Segment Start: Data to process

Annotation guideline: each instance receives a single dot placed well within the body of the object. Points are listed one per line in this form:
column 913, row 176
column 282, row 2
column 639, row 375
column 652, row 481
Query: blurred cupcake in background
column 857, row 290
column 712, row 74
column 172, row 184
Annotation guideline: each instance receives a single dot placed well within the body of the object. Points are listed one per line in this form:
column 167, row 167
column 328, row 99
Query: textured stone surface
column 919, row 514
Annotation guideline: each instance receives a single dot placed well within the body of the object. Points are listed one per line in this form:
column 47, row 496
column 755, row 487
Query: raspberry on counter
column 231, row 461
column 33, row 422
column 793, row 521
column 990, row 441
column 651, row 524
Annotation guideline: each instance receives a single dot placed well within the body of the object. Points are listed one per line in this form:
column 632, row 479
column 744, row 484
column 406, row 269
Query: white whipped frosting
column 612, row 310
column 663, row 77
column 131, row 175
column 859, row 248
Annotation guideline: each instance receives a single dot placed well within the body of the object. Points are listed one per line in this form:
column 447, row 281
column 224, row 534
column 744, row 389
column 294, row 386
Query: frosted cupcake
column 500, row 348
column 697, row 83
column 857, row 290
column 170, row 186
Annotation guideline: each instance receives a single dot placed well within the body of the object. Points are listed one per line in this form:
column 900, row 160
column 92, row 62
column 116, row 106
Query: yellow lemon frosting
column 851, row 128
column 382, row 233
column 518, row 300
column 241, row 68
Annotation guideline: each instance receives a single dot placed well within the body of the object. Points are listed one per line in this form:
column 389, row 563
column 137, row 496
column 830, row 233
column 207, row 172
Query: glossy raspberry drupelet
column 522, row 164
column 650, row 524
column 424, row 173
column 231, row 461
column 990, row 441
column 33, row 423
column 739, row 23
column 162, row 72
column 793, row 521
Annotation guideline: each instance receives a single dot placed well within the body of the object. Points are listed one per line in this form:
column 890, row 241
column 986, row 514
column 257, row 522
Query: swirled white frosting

Segment End: Data to process

__Brief__
Your answer must contain every line of the records, exactly.

__Response to this exercise__
Annotation guideline: each instance receives a single dot placed well within the body of the object. Points are listed one per line in this form:
column 913, row 176
column 282, row 2
column 639, row 375
column 652, row 481
Query: blurred cupcake in background
column 857, row 290
column 712, row 74
column 172, row 184
Annotation guideline: each instance receives a single dot placed well within the body of the object. Points are listed one per line in this form:
column 167, row 167
column 328, row 99
Query: textured stone surface
column 919, row 514
Annotation guideline: each instance receives a single dot placed well within the body of the object. Points are listed one per line in this form:
column 47, row 496
column 755, row 487
Query: raspberry on counter
column 231, row 461
column 33, row 422
column 793, row 521
column 990, row 441
column 651, row 524
Annotation guideline: each instance receives a single dot placed well within the body of the object. Points are listed one per line in this form:
column 632, row 479
column 744, row 484
column 406, row 269
Query: white whipped frosting
column 612, row 310
column 663, row 77
column 131, row 175
column 859, row 248
Annotation guideline: each instance receives a single dot placed well within the body of the object. Points are listed one per line in this form:
column 447, row 281
column 224, row 534
column 744, row 389
column 294, row 386
Query: frosted cupcake
column 500, row 348
column 697, row 83
column 857, row 290
column 170, row 186
Annotation guideline: each instance receives a single dot placed well within the body of the object. Points are listed one per line in this form:
column 900, row 160
column 92, row 62
column 116, row 106
Query: yellow lemon frosting
column 851, row 128
column 382, row 233
column 518, row 300
column 241, row 68
Annotation guideline: each instance receives a single dot placed well within the body of the object. Points are listed one per line in this form:
column 389, row 563
column 137, row 496
column 830, row 233
column 207, row 172
Query: glossy raspberry drupelet
column 522, row 164
column 650, row 524
column 424, row 173
column 231, row 461
column 990, row 441
column 33, row 423
column 739, row 23
column 162, row 72
column 793, row 521
Annotation guideline: each instance receives a single dot placed well within the body of the object. Points are listed one per line in this form:
column 890, row 241
column 986, row 514
column 257, row 522
Query: swirled white frosting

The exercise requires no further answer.